> Listed records
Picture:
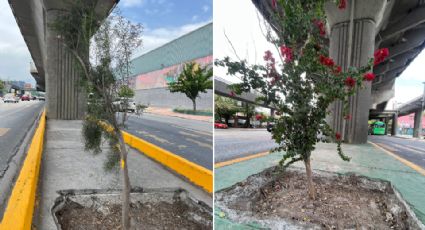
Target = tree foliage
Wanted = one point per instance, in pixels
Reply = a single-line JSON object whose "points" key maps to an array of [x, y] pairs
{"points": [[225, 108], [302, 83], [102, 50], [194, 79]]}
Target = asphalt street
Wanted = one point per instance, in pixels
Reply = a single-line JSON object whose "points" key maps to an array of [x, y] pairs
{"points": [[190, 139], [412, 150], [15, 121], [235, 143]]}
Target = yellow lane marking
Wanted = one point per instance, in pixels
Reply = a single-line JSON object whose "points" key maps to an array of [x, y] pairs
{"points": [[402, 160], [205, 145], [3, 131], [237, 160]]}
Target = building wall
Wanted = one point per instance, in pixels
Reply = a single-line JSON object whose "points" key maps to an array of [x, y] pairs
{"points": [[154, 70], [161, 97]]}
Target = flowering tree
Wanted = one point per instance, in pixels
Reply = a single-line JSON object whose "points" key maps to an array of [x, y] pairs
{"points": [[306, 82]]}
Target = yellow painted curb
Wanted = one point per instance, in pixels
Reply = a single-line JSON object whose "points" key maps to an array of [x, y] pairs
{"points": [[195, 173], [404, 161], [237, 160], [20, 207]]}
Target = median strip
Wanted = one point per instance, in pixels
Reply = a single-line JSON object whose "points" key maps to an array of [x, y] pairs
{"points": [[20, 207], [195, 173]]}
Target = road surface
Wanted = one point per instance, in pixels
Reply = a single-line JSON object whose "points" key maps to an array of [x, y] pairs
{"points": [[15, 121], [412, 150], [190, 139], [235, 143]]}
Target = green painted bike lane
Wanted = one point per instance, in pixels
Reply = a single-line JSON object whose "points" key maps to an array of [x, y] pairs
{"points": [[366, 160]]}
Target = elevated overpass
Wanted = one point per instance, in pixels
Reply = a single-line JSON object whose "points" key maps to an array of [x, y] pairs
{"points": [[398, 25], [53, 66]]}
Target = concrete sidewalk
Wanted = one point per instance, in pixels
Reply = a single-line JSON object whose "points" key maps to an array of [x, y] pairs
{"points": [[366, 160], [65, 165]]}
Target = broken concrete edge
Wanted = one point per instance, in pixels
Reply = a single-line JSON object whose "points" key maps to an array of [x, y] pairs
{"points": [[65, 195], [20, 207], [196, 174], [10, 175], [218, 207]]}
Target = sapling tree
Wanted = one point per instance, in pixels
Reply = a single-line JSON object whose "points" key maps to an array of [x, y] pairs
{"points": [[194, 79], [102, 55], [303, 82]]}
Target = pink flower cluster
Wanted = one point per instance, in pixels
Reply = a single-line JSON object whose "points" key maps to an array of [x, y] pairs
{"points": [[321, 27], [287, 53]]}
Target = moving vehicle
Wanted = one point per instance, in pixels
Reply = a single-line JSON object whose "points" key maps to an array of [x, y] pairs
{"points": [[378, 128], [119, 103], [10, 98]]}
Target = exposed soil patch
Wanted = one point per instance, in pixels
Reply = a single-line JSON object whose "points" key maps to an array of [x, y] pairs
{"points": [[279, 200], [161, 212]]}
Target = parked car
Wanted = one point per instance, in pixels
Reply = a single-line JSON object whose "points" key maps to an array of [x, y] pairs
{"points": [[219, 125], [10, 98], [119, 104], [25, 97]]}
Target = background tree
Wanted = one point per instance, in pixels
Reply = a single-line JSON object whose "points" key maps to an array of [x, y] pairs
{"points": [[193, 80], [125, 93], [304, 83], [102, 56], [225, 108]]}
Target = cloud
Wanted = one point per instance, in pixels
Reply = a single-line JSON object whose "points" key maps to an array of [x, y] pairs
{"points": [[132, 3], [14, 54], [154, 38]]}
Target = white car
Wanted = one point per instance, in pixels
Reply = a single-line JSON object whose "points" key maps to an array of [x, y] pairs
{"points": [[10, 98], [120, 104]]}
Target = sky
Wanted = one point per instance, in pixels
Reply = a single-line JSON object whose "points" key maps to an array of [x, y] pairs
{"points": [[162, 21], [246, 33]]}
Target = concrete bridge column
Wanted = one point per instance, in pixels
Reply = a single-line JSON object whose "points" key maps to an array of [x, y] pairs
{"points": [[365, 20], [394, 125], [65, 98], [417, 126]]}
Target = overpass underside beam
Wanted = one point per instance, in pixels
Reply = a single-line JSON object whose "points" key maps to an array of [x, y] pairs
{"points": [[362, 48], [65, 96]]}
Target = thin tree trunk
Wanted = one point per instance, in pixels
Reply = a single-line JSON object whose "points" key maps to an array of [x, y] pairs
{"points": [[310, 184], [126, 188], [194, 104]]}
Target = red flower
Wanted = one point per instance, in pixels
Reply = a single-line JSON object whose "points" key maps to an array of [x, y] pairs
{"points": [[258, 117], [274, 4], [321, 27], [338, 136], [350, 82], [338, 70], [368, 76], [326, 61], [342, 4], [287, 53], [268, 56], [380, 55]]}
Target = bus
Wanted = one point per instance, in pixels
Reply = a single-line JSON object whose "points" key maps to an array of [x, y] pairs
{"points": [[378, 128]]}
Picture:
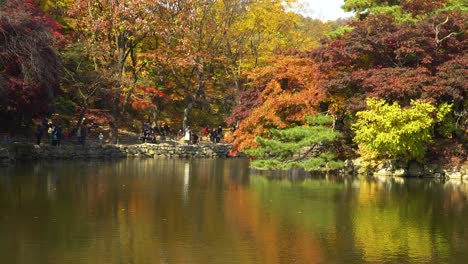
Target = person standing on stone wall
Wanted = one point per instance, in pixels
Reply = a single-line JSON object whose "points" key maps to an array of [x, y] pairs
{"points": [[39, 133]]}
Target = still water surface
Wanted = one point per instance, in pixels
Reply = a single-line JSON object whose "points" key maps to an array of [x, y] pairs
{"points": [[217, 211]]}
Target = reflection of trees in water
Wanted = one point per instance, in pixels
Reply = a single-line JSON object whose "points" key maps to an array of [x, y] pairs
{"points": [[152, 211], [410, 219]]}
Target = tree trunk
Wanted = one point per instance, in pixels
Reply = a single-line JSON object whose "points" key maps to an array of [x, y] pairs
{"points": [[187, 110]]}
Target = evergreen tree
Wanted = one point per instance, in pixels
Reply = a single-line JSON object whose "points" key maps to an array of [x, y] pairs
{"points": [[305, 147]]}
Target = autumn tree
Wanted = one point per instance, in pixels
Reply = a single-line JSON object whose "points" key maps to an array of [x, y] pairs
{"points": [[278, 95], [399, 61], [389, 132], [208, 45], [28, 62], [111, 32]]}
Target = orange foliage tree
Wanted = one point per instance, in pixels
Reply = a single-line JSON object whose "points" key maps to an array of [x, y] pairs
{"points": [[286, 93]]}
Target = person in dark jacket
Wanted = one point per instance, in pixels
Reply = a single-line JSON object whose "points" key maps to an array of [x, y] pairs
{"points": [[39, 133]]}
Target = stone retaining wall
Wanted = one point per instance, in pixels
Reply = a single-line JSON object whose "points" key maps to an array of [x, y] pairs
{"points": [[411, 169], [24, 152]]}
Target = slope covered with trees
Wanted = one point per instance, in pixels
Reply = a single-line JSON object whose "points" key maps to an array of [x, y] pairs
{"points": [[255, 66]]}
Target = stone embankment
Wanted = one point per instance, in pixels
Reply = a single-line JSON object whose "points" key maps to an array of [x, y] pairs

> Try it
Leave the pictures out and return the rest of the listing exactly.

> Solution below
Picture:
Target = tree foliage
Wanted = one point per instance, in pixels
Reply = a single-line JSON object whose "points" key maps to an array of [x, y] pairs
{"points": [[225, 108], [302, 83], [102, 50], [194, 79]]}
Target = asphalt street
Wanted = one point per instance, in pixels
Reply = a single-line JSON object whose "points" key maps to an array of [x, y] pairs
{"points": [[190, 139], [412, 150], [15, 121], [235, 143]]}
Target = yellow lane marking
Wanted = one point per instance, in pixels
Reply = a single-line JSON object whose "points" key maps to an array of [x, y] pairs
{"points": [[402, 160], [205, 145], [3, 131], [237, 160]]}
Target = building wall
Wanted = one point per instance, in pixels
Reply = a single-line JSON object whose "points" key maps to an array of [x, y] pairs
{"points": [[154, 70], [161, 97]]}
Target = flowering tree
Wanted = one point per instance, in pixels
Reply = a single-line JSON object whose "points" key maps to an array of [x, y] pairs
{"points": [[306, 82]]}
Target = yellow painted curb
Wanted = one point per instance, in pixels
Reply = a single-line JSON object whose "points" key maps to an array of [x, y] pairs
{"points": [[195, 173], [404, 161], [237, 160], [20, 207]]}
Target = median strip
Wanted = one point per instance, in pixels
Reply = a single-line JSON object whose "points" key maps to an array of [x, y] pairs
{"points": [[20, 207], [195, 173]]}
Target = road surface
Wanted = one point per instance, in pixels
Reply = a single-line JSON object whose "points" key maps to an array of [x, y] pairs
{"points": [[15, 121], [412, 150], [190, 139], [235, 143]]}
Target = green painted bike lane
Wanted = one point per instance, in pixels
Reply = a single-line JSON object whose "points" key maps to an array of [x, y] pairs
{"points": [[366, 160]]}
Target = elevated overpass
Wanted = one point per instance, in pixels
Reply = a single-line JSON object whose "points" key maps to an array of [x, y] pairs
{"points": [[398, 25], [53, 66]]}
Target = concrete sidewalk
Wanted = one point per instance, in pixels
Reply = a single-line JSON object whose "points" key maps to an array of [x, y] pairs
{"points": [[366, 160], [65, 165]]}
Target = broken concrete edge
Wanted = one point per instance, in pixels
Reply = a single-line JSON object whose "points" key maps to an array of [x, y] pairs
{"points": [[65, 195], [20, 207], [196, 174], [10, 175], [218, 207]]}
Target = sapling tree
Wanted = one point per instance, in pixels
Reply = a single-line JSON object whose "points" key maps to an array of [x, y] pairs
{"points": [[194, 79], [102, 55], [303, 82]]}
Target = pink flower cluster
Wanted = one point per instance, in pixels
Reply = a single-line JSON object whose "points" key maps to an array of [x, y] pairs
{"points": [[321, 27], [287, 53]]}
Target = moving vehicle
Wanted = one point per instance, in pixels
Reply = a single-line JSON object whose "points" key maps to an array of [x, y] pairs
{"points": [[378, 128], [119, 103], [10, 98]]}
Target = exposed soil patch
Wanted = one point per instance, in pixels
Reply = a single-line JSON object whose "points" key maps to an array of [x, y] pairs
{"points": [[279, 200], [161, 212]]}
Target = parked car
Wanted = one point per instance, in pixels
Reply = a single-line JSON object whose "points" key maps to an array of [x, y] pairs
{"points": [[219, 125], [10, 98], [119, 104], [25, 97]]}
Target = background tree
Wanted = one point per instance, in pixels
Reply = a single-line JSON object whose "points" key maps to an array of [x, y] pairs
{"points": [[193, 80], [125, 93], [304, 83], [102, 56], [225, 108]]}
Target = cloud
Wanted = one point per instance, in pixels
Reply = a single-line JSON object whose "points" key maps to an array of [x, y] pairs
{"points": [[132, 3], [14, 54], [154, 38]]}
Target = white car
Wanted = one point per instance, in pixels
Reply = a single-line JSON object whose "points" key maps to an array of [x, y] pairs
{"points": [[10, 98], [120, 104]]}
Target = sky
Wanted = one point per instance, in pixels
Reply = a single-line JSON object whose "points" key maps to an array of [x, y] pairs
{"points": [[162, 21], [246, 33]]}
Target = concrete bridge column
Wanted = one point per instance, in pixels
Reply = a single-line JSON object whose "points" key maps to an array of [x, y] pairs
{"points": [[365, 20], [394, 125], [65, 98], [417, 126]]}
Target = overpass underside beam
Wanted = one point per instance, in pixels
Reply = a single-line JSON object whose "points" key maps to an array of [x, y] pairs
{"points": [[362, 48], [65, 96]]}
Target = thin tree trunk
Wanted = one point per instance, in pixels
Reply = a single-line JSON object whose "points" key maps to an array of [x, y] pairs
{"points": [[310, 184], [126, 188], [194, 104]]}
Target = red flower
Wanted = one point per instance, in pixels
Reply = a single-line JSON object whose "points" key maps to an array of [x, y] pairs
{"points": [[258, 117], [274, 4], [321, 27], [338, 136], [350, 82], [338, 70], [368, 76], [326, 61], [342, 4], [287, 53], [268, 56], [380, 55]]}
Target = bus
Wanted = one point per instance, in pixels
Reply = a single-line JSON object whose "points" key maps to an array of [x, y] pairs
{"points": [[378, 128]]}
Picture:
Target = person standing on stone wall
Wanted = one point per instance, in pixels
Reply = a single-line JSON object whose "points" key maps to an array of [x, y] pairs
{"points": [[39, 133]]}
Target = still water surface
Wanted = one point per instance, in pixels
Reply = a single-line JSON object whose "points" key maps to an array of [x, y] pairs
{"points": [[217, 211]]}
Target = reflection of trees in water
Wanted = one point per instance, in pixels
Reply = a single-line JSON object whose "points" key maps to an array of [x, y] pairs
{"points": [[152, 211], [410, 219]]}
Target = tree trunk
Wanted = one point per instance, in pixels
Reply = a single-line JSON object whose "points" key maps to an array of [x, y] pairs
{"points": [[187, 110]]}
Target = evergreen tree
Wanted = one point per instance, in pixels
Reply = a single-line JSON object whose "points" key maps to an array of [x, y] pairs
{"points": [[305, 147]]}
Target = autumn tree
Wanted = one point per instance, in pixels
Reply = a single-line JSON object whose "points" key maps to an array of [x, y] pairs
{"points": [[278, 95], [399, 61], [389, 132], [208, 45], [28, 62], [111, 32]]}
Target = orange foliage tree
Wanted = one point per instance, in pixels
Reply = a single-line JSON object whose "points" key maps to an array of [x, y] pairs
{"points": [[286, 93]]}
Target = person in dark jacket
Wanted = one point per instance, in pixels
Reply = a single-line JSON object whose "points" key maps to an array of [x, y] pairs
{"points": [[39, 133]]}
Target = stone retaining wall
Wanted = one point per instance, in pixels
Reply = a single-line JSON object whose "points" key maps to an array of [x, y] pairs
{"points": [[411, 169], [24, 152]]}
Target = slope covered with trees
Wanted = one point per instance, in pixels
Reply = a single-line JSON object whose "points" key maps to an array of [x, y] pairs
{"points": [[255, 66]]}
Target = stone embankment
Wanted = one point per instance, in pixels
Reply = a single-line JSON object whose "points" key maps to an array of [x, y] pairs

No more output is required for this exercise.